→ Ketentuan Latihan:
1. Apakah setiap pernyataan di bawah ini sesuai dengan artikel tentang rencana kenaikan harga BBM? Jawab ya atau tidak untuk masing-masing, lalu kutip persis kata-kata artikel yang menjadi penentunya.
(a) SBY menyetujui permintaan Jokowi untuk menaikkan harga BBM bersubsidi saat ini.
(b) Anggaran belanja subsidi BBM dalam RAPBN 2015 lebih besar daripada alokasi APBN perubahan 2014.
(c) Jokowi bertemu dengan SBY di Jakarta pada Rabu (27/8).
2. Tuliskan ulang tanpa perubahan bagian artikel tentang rencana kenaikan harga BBM yang diawali "Jokowi berharap, dengan" dan diakhiri "program prorakyat lain.".
3. Menurut artikel tentang rencana kenaikan harga BBM, Jokowi berharap defisit anggaran RAPBN 2015 bisa ditekan sampai di bawah berapa persen?

→ Dokumen:

'''

JAKARTA -- Presiden terpilih Joko Widodo (Jokowi) memastikan akan menaikkan harga bahan bakar minyak (BBM) setelah resmi dilantik. Jokowi menyatakan kesiapannya melakukan langkah tersebut kendati hal itu berpotensi mendapat penolakan keras dari rakyat.
"Saya siap untuk tidak populer. Tapi, kita harus tahu bahwa kita harus memotong subsidi," ujar Jokowi di Balai Kota, Jakarta, Kamis (28/8). Menurut dia, subsidi untuk BBM seharusnya dialihkan ke sektor produktif yang berhubungan langsung dengan masyarakat bawah. Misalnya, memberi tambahan modal pada pelaku usaha mikro di desa-desa, subsidi benih, pupuk, dan pestisida bagi petani, serta membeli mesin kapal bagi nelayan.
Jokowi berharap, dengan menaikkan harga BBM bersubsidi, defisit anggaran RAPBN 2015 bisa ditekan di bawah 2,3 persen. Pada Rabu (27/8), Jokowi bertemu dengan Presiden Susilo Bambang Yudhoyono (SBY) di Bali. Dalam pertemuan tersebut, SBY menolak permintaan Jokowi untuk menaikkan harga BBM bersubsidi saat ini dengan alasan waktu yang tidak tepat. Padahal, Jokowi berharap Pemerintahan SBY mau menaikkan harga BBM agar ada ruang fiskal yang lebih besar untuk program prorakyat lain.
Dalam RAPBN 2015, anggaran untuk belanja subsidi BBM mencapai Rp 291,1 triliun. Jumlah itu meningkat dari alokasi APBN perubahan 2014 sebesar Rp 246,5 triliun. Jokowi menilai, subsidi tersebut terlalu besar sehingga membebani APBN. Padahal, jika anggaran subsidi ditekan, maka akan ada ruang fiskal yang lebih besar untuk program kerja lain.
Sekretaris Jenderal DPP PDI Perjuangan Tjahjo Kumolo menyatakan, partai akan terlebih dahulu menghitung anggaran menyangkut rencana presiden terpilih menaikkan harga BBM. "Sehingga, tidak serta-merta (Jokowi) dilantik, BBM naik," kata Tjahjo.

'''

→ Data yang Diberikan:
'''

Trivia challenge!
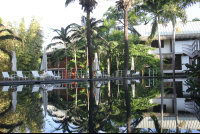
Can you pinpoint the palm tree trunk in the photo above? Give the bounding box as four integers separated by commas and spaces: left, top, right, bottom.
87, 10, 94, 79
124, 9, 129, 77
107, 50, 110, 76
160, 78, 164, 133
65, 55, 67, 79
123, 79, 131, 133
108, 81, 111, 105
75, 51, 78, 78
156, 15, 164, 131
58, 61, 60, 76
172, 14, 176, 77
156, 15, 164, 77
86, 47, 88, 78
89, 81, 94, 133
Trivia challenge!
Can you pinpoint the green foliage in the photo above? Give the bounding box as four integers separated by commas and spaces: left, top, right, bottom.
192, 17, 200, 21
0, 17, 43, 71
0, 86, 44, 133
185, 61, 200, 94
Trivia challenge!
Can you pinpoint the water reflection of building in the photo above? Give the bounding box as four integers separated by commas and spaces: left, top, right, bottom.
137, 78, 200, 129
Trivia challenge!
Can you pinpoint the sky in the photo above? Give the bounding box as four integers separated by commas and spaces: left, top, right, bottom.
0, 0, 200, 46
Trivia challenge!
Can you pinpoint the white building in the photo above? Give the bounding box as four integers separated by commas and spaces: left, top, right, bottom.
133, 21, 200, 73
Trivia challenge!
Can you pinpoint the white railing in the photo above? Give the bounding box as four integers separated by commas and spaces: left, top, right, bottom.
182, 38, 200, 58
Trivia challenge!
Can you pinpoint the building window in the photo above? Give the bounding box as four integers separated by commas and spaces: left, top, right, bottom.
151, 40, 164, 48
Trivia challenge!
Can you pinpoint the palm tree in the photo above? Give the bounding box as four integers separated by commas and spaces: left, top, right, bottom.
0, 23, 22, 60
163, 1, 187, 130
46, 25, 71, 79
71, 16, 104, 76
140, 0, 169, 77
65, 0, 97, 79
116, 0, 139, 77
163, 0, 187, 77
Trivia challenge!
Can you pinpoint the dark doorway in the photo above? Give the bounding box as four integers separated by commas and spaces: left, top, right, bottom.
153, 104, 166, 113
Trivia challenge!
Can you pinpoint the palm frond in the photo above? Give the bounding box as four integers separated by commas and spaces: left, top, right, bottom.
148, 18, 158, 43
51, 36, 63, 41
0, 29, 13, 34
0, 47, 12, 60
46, 42, 63, 50
0, 23, 5, 27
0, 35, 22, 42
65, 0, 75, 8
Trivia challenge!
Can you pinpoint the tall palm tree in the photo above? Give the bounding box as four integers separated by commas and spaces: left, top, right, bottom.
140, 0, 169, 130
116, 0, 139, 77
163, 0, 187, 77
71, 16, 104, 76
163, 1, 187, 131
65, 0, 97, 79
46, 25, 71, 79
0, 23, 22, 60
140, 0, 169, 77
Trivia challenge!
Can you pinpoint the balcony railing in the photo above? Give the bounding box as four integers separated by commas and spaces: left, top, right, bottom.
163, 64, 182, 70
47, 61, 66, 68
163, 64, 173, 70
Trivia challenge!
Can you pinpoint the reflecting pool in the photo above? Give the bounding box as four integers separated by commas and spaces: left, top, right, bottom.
0, 78, 200, 133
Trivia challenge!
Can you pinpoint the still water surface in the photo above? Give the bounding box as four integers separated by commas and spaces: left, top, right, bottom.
0, 79, 200, 133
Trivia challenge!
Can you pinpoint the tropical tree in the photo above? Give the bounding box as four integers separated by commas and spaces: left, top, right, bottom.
0, 21, 22, 60
71, 16, 103, 76
192, 17, 200, 21
46, 25, 71, 79
65, 0, 97, 79
116, 0, 141, 77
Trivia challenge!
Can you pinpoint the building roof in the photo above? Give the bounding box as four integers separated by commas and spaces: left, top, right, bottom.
136, 117, 200, 129
133, 21, 200, 41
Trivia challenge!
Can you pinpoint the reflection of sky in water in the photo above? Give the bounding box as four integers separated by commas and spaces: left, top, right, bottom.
0, 79, 200, 133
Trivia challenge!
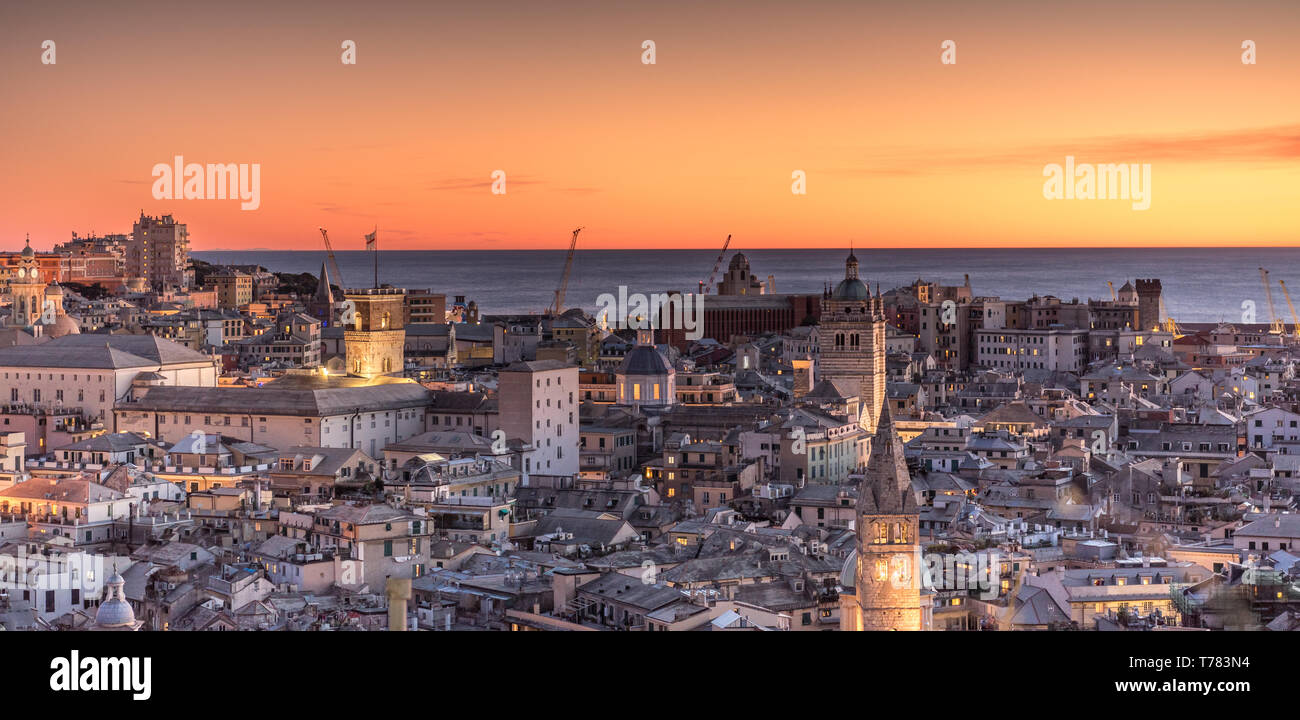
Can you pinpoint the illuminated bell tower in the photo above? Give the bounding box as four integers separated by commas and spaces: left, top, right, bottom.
341, 287, 406, 378
9, 238, 46, 328
844, 403, 924, 630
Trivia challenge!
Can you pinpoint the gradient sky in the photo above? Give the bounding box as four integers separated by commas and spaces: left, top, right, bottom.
0, 0, 1300, 250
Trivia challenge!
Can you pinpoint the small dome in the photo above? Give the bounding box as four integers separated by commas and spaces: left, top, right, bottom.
95, 571, 135, 628
619, 346, 672, 376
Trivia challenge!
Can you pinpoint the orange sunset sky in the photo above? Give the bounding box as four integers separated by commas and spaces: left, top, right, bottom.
0, 0, 1300, 251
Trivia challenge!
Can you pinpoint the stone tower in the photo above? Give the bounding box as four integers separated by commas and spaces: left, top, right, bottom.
9, 238, 46, 328
815, 253, 885, 433
845, 403, 924, 630
341, 287, 406, 377
1136, 278, 1165, 330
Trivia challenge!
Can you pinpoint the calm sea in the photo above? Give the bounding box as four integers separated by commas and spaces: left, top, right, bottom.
194, 248, 1300, 324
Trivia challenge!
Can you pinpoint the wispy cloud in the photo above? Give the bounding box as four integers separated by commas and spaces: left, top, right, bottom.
425, 174, 545, 190
820, 125, 1300, 177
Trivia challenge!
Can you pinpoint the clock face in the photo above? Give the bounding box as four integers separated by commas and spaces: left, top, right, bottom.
889, 552, 911, 587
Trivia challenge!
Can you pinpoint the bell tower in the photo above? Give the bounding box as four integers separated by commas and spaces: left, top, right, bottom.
844, 403, 924, 630
9, 237, 46, 328
815, 252, 885, 433
339, 287, 406, 378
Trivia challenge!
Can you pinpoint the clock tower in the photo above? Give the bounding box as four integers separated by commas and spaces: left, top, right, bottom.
816, 252, 885, 433
9, 237, 46, 328
841, 403, 924, 630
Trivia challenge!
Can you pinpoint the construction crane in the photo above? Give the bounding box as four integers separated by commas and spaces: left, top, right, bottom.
1278, 279, 1300, 341
317, 227, 347, 287
546, 227, 582, 317
699, 235, 731, 295
1260, 268, 1287, 335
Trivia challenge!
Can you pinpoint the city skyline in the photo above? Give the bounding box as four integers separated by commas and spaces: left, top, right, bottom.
0, 3, 1300, 252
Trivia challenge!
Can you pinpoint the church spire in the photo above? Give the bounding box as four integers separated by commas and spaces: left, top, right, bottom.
858, 399, 918, 515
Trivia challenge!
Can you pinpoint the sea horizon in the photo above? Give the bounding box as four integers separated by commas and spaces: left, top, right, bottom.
192, 247, 1300, 324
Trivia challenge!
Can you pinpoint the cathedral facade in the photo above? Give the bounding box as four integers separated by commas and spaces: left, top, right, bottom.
840, 404, 928, 630
816, 253, 885, 433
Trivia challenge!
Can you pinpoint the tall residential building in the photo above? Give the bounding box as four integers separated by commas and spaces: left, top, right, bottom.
126, 213, 194, 289
816, 253, 885, 433
497, 360, 581, 477
208, 268, 252, 309
840, 403, 926, 630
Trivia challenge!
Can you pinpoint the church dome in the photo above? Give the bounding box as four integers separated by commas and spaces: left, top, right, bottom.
46, 315, 81, 338
95, 572, 135, 628
831, 278, 871, 300
619, 346, 672, 376
831, 252, 871, 302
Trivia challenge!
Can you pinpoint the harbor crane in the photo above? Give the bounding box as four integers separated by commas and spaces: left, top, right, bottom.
546, 227, 582, 317
1278, 279, 1300, 341
699, 235, 731, 295
1260, 268, 1287, 335
317, 227, 347, 287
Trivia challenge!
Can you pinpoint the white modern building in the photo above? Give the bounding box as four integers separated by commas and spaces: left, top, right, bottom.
0, 334, 218, 425
498, 360, 580, 478
975, 328, 1088, 372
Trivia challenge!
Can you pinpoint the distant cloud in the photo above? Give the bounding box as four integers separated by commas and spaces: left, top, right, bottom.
822, 125, 1300, 177
425, 172, 546, 190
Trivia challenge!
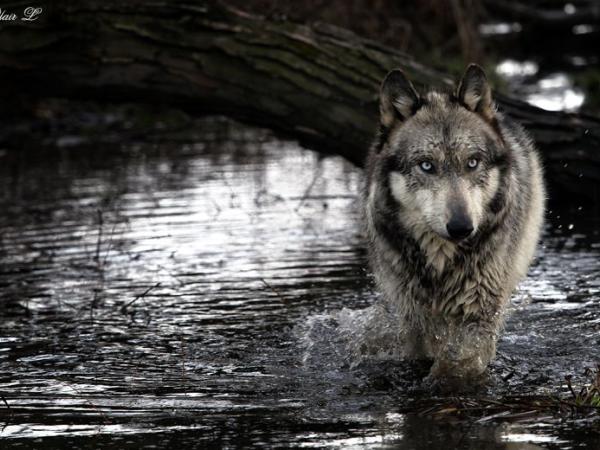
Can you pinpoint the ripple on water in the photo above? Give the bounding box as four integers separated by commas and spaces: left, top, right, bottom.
0, 119, 600, 448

'''

→ Jawaban Latihan:
1.
(a) Tidak: "SBY menolak permintaan Jokowi untuk menaikkan harga BBM bersubsidi saat ini dengan alasan waktu yang tidak tepat."
(b) Ya: "Dalam RAPBN 2015, anggaran untuk belanja subsidi BBM mencapai Rp 291,1 triliun. Jumlah itu meningkat dari alokasi APBN perubahan 2014 sebesar Rp 246,5 triliun."
(c) Tidak: "Pada Rabu (27/8), Jokowi bertemu dengan Presiden Susilo Bambang Yudhoyono (SBY) di Bali."

2.
Jokowi berharap, dengan menaikkan harga BBM bersubsidi, defisit anggaran RAPBN 2015 bisa ditekan di bawah 2,3 persen. Pada Rabu (27/8), Jokowi bertemu dengan Presiden Susilo Bambang Yudhoyono (SBY) di Bali. Dalam pertemuan tersebut, SBY menolak permintaan Jokowi untuk menaikkan harga BBM bersubsidi saat ini dengan alasan waktu yang tidak tepat. Padahal, Jokowi berharap Pemerintahan SBY mau menaikkan harga BBM agar ada ruang fiskal yang lebih besar untuk program prorakyat lain.

3. Di bawah 2,3 persen.